Things to do -
- 1) From the DNA ruling article, please reproduce everything from "Existing Kansas law" down to "joined Scalia’s dissent.".
- 2) Render this sentence from the DNA ruling article in Spanish: "The case featured an alignment of justices that scrambled the usual ideological alliances."

Reading passage -
>>>>>

Kansas Attorney Gen. Derek Schmidt, who had joined a brief arguing in support of the ruling, hailed it.
“Like fingerprinting, post-arrest DNA swabbing is a vital tool that identifies offenders, solves crimes and keeps Kansas safe,” he said in a written statement.
Dan Monnat, a Wichita defense attorney, said the decision represents “the brave new digital and genetic world we live in.”
“It states that presumptively innocent arrestees can have their most intimate genetic information harvested by the police just because they’re arrested,” Monnat said. “The dissent of Scalia may be most apt in recognizing that it burdens most the people for whom the Fourth Amendment ought to be most zealously guarded, that is, people who turn out to be innocent of what they’re arrested for.”
Existing Kansas law allows law enforcement to draw blood to collect DNA samples from people who are jailed before they are released. Legislative efforts this spring to allow cheek swabs when people are booked and fingerprinted after arrest on felony crimes were unsuccessful.
The case featured an alignment of justices that scrambled the usual ideological alliances. Chief Justice John G. Roberts Jr. and Justices Clarence Thomas, Stephen G. Breyer and Samuel A. Alito Jr. joined the majority opinion while Justices Ruth Bader Ginsburg, Sonia Sotomayor and Elena Kagan joined Scalia’s dissent.
Monday’s ruling arose from the collection of DNA in 2009 from Alonzo Jay King Jr. after his arrest on assault charges in Wicomico County, Md. His DNA profile, obtained by swabbing his cheek, matched evidence from a 2003 rape case, and he was convicted of that crime.

<<<<<

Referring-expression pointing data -

>>>>>

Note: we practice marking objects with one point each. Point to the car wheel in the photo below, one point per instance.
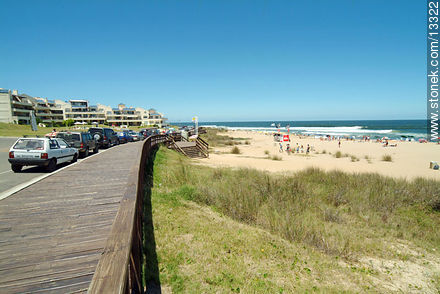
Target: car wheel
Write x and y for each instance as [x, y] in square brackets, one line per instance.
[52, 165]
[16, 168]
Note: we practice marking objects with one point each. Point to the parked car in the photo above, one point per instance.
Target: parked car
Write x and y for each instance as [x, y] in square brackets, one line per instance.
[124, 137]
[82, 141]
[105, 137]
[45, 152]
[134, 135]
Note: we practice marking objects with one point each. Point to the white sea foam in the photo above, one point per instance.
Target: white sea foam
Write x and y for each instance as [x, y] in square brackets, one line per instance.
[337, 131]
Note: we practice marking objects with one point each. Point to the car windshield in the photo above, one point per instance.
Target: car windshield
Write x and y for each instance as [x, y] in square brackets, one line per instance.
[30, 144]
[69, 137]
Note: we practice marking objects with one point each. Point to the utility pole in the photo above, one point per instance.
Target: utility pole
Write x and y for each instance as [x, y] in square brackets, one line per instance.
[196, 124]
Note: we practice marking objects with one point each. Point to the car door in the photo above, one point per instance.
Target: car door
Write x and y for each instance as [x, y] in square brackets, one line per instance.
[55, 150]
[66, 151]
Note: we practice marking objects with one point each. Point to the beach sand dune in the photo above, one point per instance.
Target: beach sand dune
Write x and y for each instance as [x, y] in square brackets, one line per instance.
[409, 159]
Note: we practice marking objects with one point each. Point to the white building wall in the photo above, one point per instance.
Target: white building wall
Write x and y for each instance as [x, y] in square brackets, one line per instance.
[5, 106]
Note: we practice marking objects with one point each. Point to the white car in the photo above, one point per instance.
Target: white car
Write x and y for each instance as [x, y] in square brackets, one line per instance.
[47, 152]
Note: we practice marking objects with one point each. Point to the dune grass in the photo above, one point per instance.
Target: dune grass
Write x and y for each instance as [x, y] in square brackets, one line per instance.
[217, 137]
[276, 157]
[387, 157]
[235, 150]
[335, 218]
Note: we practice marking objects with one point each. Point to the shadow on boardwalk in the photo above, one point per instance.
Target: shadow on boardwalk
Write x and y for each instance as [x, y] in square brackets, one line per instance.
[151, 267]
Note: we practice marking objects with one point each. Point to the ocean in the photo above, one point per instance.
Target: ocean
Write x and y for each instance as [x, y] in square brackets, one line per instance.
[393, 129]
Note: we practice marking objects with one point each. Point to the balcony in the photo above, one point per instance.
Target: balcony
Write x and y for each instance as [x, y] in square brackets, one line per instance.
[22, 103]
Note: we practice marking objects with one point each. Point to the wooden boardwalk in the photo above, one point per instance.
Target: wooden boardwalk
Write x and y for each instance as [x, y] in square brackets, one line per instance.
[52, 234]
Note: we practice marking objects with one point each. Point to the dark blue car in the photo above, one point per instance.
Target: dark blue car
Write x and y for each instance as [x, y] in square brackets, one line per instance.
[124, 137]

<<<<<
>>>>>

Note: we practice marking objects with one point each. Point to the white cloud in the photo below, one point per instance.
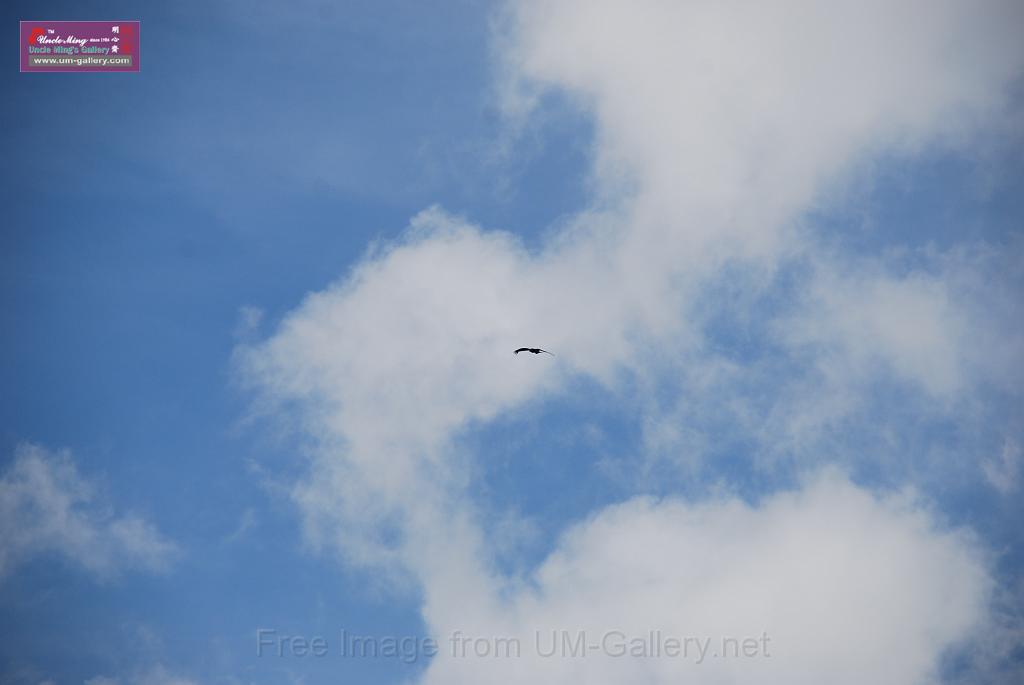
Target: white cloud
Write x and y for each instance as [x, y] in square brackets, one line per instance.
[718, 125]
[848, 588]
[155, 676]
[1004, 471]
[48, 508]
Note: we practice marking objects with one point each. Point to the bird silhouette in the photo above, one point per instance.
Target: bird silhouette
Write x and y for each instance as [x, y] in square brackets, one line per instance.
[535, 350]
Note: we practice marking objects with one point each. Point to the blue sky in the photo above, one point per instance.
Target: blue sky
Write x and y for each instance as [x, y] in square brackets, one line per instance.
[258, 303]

<<<<<

Answers to this exercise -
- 1)
Existing Kansas law allows law enforcement to draw blood to collect DNA samples from people who are jailed before they are released. Legislative efforts this spring to allow cheek swabs when people are booked and fingerprinted after arrest on felony crimes were unsuccessful.
The case featured an alignment of justices that scrambled the usual ideological alliances. Chief Justice John G. Roberts Jr. and Justices Clarence Thomas, Stephen G. Breyer and Samuel A. Alito Jr. joined the majority opinion while Justices Ruth Bader Ginsburg, Sonia Sotomayor and Elena Kagan joined Scalia’s dissent.

- 2) El caso presentó una alineación de jueces que desbarató las habituales alianzas ideológicas.